** SUPPLIED DATA follows **

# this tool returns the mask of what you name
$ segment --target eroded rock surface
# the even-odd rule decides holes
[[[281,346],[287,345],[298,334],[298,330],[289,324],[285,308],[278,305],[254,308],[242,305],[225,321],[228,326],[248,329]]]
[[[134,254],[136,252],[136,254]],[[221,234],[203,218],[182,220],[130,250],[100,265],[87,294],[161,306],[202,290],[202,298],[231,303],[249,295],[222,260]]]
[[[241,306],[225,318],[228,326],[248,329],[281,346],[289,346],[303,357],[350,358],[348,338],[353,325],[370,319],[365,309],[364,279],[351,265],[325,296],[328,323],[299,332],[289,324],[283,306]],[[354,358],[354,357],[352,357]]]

** End of SUPPLIED DATA **

» **PROBLEM TO WORK ON**: Print each of the lines above again, unchanged.

» **OUTPUT OF THE TASK**:
# this tool returns the mask of what you name
$ segment --target eroded rock surface
# the even-odd rule decides holes
[[[281,346],[287,345],[298,334],[298,330],[289,324],[285,308],[278,305],[254,308],[242,305],[225,321],[228,326],[248,329]]]
[[[134,254],[136,252],[136,254]],[[221,234],[203,218],[182,220],[130,250],[100,265],[87,294],[161,306],[202,290],[202,298],[231,303],[249,295],[222,260]]]
[[[241,306],[225,318],[228,326],[248,329],[281,346],[289,346],[303,357],[350,358],[348,338],[353,325],[370,319],[365,309],[364,279],[351,265],[325,296],[328,323],[299,332],[289,324],[283,306]],[[354,358],[354,357],[352,357]]]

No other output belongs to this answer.